───── Material shown
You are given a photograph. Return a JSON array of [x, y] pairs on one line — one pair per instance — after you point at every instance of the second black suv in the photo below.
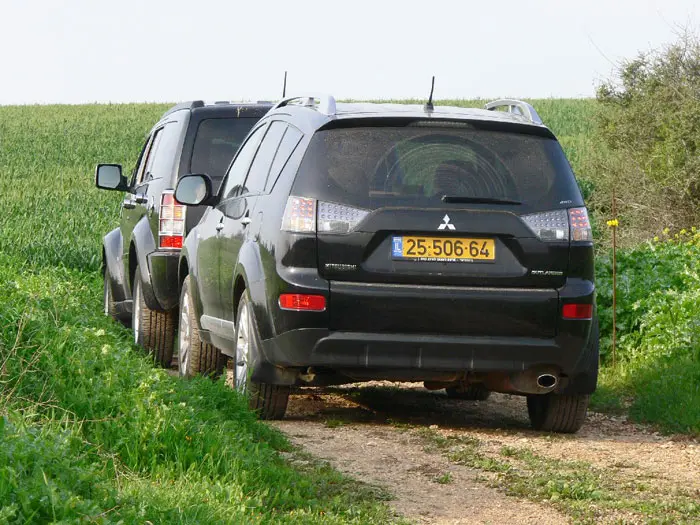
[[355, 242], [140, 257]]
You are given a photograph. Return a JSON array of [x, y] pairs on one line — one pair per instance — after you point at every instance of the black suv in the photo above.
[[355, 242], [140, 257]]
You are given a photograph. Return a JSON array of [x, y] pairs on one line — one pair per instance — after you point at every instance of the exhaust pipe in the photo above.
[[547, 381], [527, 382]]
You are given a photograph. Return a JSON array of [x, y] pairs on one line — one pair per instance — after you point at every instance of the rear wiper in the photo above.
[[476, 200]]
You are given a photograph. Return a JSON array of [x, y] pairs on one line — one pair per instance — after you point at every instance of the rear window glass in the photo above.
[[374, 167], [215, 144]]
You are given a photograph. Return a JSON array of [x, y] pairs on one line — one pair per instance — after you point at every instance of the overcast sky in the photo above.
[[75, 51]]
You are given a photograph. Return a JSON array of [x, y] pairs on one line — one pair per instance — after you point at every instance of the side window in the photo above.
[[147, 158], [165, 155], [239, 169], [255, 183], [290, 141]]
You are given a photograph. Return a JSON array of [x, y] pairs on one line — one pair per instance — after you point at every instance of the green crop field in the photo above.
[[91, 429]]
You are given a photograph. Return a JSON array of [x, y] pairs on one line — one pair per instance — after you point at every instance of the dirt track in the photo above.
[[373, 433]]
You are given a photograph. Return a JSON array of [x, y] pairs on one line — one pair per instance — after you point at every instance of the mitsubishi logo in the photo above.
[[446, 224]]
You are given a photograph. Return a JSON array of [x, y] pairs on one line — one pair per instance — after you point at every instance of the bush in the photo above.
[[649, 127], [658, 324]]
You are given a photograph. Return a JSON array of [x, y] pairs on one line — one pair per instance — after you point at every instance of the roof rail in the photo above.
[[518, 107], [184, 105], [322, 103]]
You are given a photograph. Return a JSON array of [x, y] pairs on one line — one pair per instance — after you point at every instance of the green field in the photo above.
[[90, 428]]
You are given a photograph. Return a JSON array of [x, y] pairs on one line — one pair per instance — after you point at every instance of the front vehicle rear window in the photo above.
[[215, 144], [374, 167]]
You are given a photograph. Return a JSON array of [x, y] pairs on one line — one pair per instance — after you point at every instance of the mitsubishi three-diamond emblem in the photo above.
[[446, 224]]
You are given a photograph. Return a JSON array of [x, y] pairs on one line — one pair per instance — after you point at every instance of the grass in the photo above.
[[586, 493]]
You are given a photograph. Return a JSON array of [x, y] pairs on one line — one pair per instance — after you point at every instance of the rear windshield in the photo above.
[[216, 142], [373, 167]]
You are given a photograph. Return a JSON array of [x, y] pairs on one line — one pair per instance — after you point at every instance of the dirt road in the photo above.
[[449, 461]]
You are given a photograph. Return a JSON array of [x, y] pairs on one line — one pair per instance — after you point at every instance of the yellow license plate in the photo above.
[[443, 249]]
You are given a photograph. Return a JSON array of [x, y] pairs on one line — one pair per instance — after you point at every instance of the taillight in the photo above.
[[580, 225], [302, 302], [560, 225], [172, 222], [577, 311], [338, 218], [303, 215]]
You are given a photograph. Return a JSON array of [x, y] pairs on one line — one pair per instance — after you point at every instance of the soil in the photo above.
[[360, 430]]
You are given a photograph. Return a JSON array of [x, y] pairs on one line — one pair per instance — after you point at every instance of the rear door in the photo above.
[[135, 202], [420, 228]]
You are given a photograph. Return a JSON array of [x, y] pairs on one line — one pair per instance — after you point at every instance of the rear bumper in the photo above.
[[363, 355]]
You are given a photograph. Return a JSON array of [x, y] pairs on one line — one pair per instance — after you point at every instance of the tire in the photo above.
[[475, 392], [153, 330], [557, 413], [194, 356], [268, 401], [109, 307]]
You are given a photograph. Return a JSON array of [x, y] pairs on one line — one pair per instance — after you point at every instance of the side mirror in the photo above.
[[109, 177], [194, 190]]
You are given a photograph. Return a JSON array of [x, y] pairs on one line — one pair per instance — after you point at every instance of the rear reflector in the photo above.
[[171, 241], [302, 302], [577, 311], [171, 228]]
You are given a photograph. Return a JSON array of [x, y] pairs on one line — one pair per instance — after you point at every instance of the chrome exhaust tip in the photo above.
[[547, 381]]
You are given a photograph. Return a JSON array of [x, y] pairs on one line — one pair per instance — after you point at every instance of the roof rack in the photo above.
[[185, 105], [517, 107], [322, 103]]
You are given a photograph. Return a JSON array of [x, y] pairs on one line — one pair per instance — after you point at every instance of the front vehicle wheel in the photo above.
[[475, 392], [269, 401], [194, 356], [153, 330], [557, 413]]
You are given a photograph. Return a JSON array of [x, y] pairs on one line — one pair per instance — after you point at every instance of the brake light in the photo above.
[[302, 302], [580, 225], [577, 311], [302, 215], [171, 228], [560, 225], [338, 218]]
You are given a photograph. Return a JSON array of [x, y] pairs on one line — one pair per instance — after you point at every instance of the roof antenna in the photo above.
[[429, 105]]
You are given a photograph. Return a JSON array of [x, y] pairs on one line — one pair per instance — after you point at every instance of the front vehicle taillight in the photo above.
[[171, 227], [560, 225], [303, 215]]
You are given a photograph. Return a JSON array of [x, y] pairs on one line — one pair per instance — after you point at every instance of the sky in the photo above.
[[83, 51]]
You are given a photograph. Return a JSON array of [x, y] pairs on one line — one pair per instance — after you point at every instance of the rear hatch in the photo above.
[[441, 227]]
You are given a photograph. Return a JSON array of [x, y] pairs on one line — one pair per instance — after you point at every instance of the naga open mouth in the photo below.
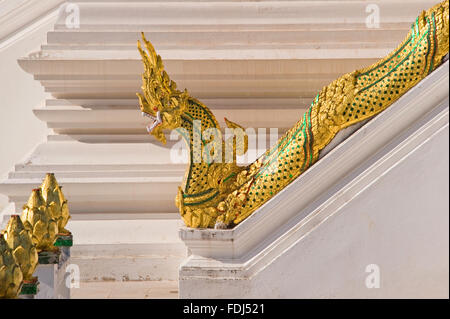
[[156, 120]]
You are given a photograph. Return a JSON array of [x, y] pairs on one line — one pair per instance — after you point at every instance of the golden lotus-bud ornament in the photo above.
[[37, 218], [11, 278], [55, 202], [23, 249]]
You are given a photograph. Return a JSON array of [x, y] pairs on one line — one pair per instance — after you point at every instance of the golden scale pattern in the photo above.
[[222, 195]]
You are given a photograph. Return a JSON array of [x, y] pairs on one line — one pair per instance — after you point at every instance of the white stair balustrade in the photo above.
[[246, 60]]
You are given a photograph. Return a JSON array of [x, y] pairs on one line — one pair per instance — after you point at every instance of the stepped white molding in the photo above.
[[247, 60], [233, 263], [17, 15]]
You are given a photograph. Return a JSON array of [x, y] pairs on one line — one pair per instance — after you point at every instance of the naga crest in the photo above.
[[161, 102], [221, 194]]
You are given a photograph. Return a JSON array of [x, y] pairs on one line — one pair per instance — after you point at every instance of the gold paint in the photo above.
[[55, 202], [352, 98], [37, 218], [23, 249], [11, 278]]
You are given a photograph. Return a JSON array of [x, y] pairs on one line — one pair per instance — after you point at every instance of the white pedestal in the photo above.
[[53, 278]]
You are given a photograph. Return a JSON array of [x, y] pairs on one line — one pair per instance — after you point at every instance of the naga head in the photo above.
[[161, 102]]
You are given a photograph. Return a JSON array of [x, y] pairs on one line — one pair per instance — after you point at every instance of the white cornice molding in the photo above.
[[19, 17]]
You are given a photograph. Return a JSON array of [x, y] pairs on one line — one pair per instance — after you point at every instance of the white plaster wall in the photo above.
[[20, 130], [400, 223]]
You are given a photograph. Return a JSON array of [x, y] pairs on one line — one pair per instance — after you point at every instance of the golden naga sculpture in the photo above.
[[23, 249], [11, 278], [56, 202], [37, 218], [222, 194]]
──────────
Aim of the task: Copy all of the data above verbatim, leaving out the pictures.

Written solution:
You are given a photograph. Return a JSON array of [x, y] pairs on one line — one pair per instance — after you point at every instance of the second black suv in the photo below.
[[355, 242], [140, 257]]
You are given a photograph. Return a JSON array of [x, y] pairs on one line — one pair per instance — after you point at every instance of the black suv in the photo above.
[[355, 242], [140, 257]]
You are given a photograph. Return a JSON array of [x, y] pairs on one line — one pair per instance — after you point at every instance of the exhaust pipe in the photo above.
[[547, 381], [527, 382]]
You are given a photograph. Return a JSON array of [x, y] pairs on one line — one pair per instance — after you point at every instance of the rear wiper in the photo above.
[[476, 200]]
You are given a photograph. Return a JSON array of [x, y] pairs on one line — one pair per instance — after you point at every instance of the rear window glass in the photo above.
[[374, 167], [215, 144]]
You are given a photograph. Return a JSON array of [x, y] pairs on one line — one pair per instance — after you point at every instance of the overcast sky in the photo above.
[[75, 51]]
You are given a photograph. Return a JSON array of [x, y] pairs on one line — one pair per instance — after you point at every instance of the side window in the photo above.
[[147, 158], [165, 155], [239, 169], [255, 183], [290, 141]]
You are given a photograph. Return a JSON array of [x, y] pairs on one line — one pair per instance — after you point at every instance of the green crop field in the photo above.
[[91, 429]]
You are given a photograph. Return a JSON array of [x, y] pairs on one line — one pair per instance — after you point at every instance of the dirt track in the photo above.
[[373, 433]]
You are given a photograph. Return a JSON array of [x, y] pairs on one line — one pair per instance — after you point at every instance of the mitsubishi logo in the photo above.
[[446, 224]]
You are given a photograph. Return a JSON array of [x, y] pairs on one line — one pair per instance — after you point at every instance of the bush in the photo above.
[[649, 127], [658, 324]]
You are given a photograph. Return a JSON array of [x, y] pairs on one line — one pair per instance — after you point at every instance of the roof rail in the photo above.
[[518, 107], [184, 105], [322, 103]]
You are given a photograph. Return a JSON array of [x, y] pairs on one line — one pair per instance — after you point at every instance of the green field in the photo above.
[[90, 428]]
You are given a photograph. Return a JSON array of [x, y] pairs on one line — one pair per instance — after you point at every instance of the front vehicle rear window in the photo above.
[[215, 144], [374, 167]]
You are given a photograph. Return a JSON array of [x, y] pairs on one line — one pair per instance — after you point at every instance of the mitsubishi three-diamond emblem in the photo above.
[[446, 224]]
You are given a photograph. Return a JSON array of [x, y] pairs on one line — one pair per instance — after you point at every instance of the grass in the photo above.
[[586, 493]]
You are given a photograph. Return a JSON array of [x, y] pairs on one line — one pair per instance — after you point at every instance of the rear windshield in the photo above.
[[216, 142], [373, 167]]
You are given a photograph. Return a JSON array of [x, y] pairs on one line — one pair per instance — after you point at every instance of the dirt road in the photo above.
[[449, 461]]
You are given a photograph. Return a JSON array of [x, y] pairs on one line — one pair per instance — after you point at every instance of the yellow license plate in the photo above.
[[443, 249]]
You are given a photograph. Return a JSON array of [x, y] pairs on one line — one pair per instance — after you point at every instance of the taillight in the photo above.
[[580, 225], [302, 302], [560, 225], [172, 222], [577, 311], [338, 218], [303, 215]]
You are given a photograph. Return a JSON array of [x, y] pairs on one line — one pair per instance — after you point at every instance of the soil in the photo above.
[[360, 430]]
You are given a photograph. Return a JSON array of [x, y] pairs on one line — one pair per instance — after you point at every instance of the rear door in the photo above.
[[135, 202], [420, 228]]
You are given a photograph. Return a JSON array of [x, y] pairs on one line — one pair per instance — after you point at every instance of the rear bumper in the photo above.
[[363, 355]]
You are given a photograph. Return a JSON array of [x, y] pairs on one line — one pair per instance — after you point at every instance of the tire in the photo above.
[[475, 392], [153, 330], [557, 413], [194, 356], [268, 401], [109, 307]]
You are given a photograph. Return a JSON array of [x, y] pairs on one line — one pair per instance — after you point at every instance of the side mirror in the photo above.
[[109, 177], [194, 190]]
You are given a photograph. Return a JSON array of [x, y] pairs on one line — one pair per instance — after you point at every instance of the rear reflector in the photo above.
[[171, 241], [302, 302], [577, 311], [171, 228]]
You are given a photograph. Return a JSON array of [x, y] pairs on one line — one pair per instance — after you point at every instance of the chrome exhaust tip in the photo above.
[[547, 381]]
You are given a photograph. Return a JSON array of [x, y] pairs on one line — one pair per instance — after you point at every instance of the roof rack in the photo above.
[[185, 105], [517, 107], [322, 103]]
You are given a photograph. Return a JSON array of [x, y] pairs on one line — one pair per instance — after you point at every instance of the front vehicle wheel in the photo above.
[[475, 392], [269, 401], [194, 356], [153, 330], [557, 413]]
You are given a photograph. Return a JSON array of [x, y] pairs on one line — one pair per instance — after you point at every instance of the brake light in the photo above.
[[302, 302], [580, 225], [577, 311], [302, 215], [171, 228], [560, 225], [338, 218]]
You are given a photograph. Return a JSON array of [x, y] pairs on one line — one pair per instance — after you point at every instance of the roof antenna in the photo above.
[[429, 105]]
You are given a photograph. Return a JSON array of [x, y] pairs on one line — one pair per instance — after you point at every instance of the front vehicle taillight in the photo above.
[[171, 227], [560, 225], [303, 215]]
You are given a photograph. Return a JSON array of [x, y] pairs on one line — one pair per instance — after you point at every instance of the sky in the photo above.
[[83, 51]]
You are given a photograph. Return a JSON array of [x, y] pairs on one line — one pair per instance — after you point at every instance of the rear hatch in the photo above.
[[441, 227]]
You are given a photograph. Return a JSON array of [x, y] pairs on one line — one pair per instance — after you point at every instance of the naga open mouth in the photo below.
[[156, 120]]
You are given a photograph. Return a JSON array of [x, y] pairs on one line — one pair per instance — after you point at every instance of the golden lotus-bud ornament in the photo above.
[[37, 218], [11, 278], [55, 202], [23, 249]]
You are given a photograph. Return a JSON array of [x, y] pairs on one line — one pair per instance — after you point at every instance of the golden scale pattern in the photo above.
[[222, 195]]
You are given a photograph. Return a JSON array of [x, y] pairs on one line — one pair per instance — after you point at every instance of the white stair balustrade in the photo above.
[[246, 60]]
You are given a photograph. Return a JSON array of [x, y] pairs on one line — one pair per instance — after you point at every instance of the stepped white molding in the photo above.
[[247, 60], [233, 263], [17, 15]]
You are given a photograph. Return a JSON array of [x, y] pairs on one line — one pair per instance — after you point at every instance of the naga crest in the photo above.
[[161, 102], [221, 194]]
You are given a photograph. Return a JSON array of [x, y] pairs on one line — one pair per instance — after you point at every instance of the gold paint in the photo above.
[[55, 202], [352, 98], [37, 218], [23, 249], [11, 278]]
You are given a photograph. Return a JSON array of [x, y] pairs on one line — one pair per instance — after you point at every instance of the white pedestal in the photo above.
[[53, 278]]
You are given a photograph. Return a JSON array of [x, y] pairs on one line — one pair per instance — after you point at every instance of the naga head in the photo above.
[[161, 102]]
You are given a photograph. Return a JSON array of [x, y] pairs on one line — one pair per instance — after you point at every instance of the white cornice molding in the photo above.
[[19, 17]]
You are given a photograph. Return a JSON array of [x, y] pairs on one line — one pair per instance — after you point at every instance of the white plaster wall in the photo above.
[[20, 130], [400, 223]]
You are given a photograph. Return a JSON array of [x, y] pairs on one line — one pair per instance — after you point at every instance of the golden naga sculpture in the photo above.
[[23, 249], [11, 278], [56, 202], [37, 218], [222, 194]]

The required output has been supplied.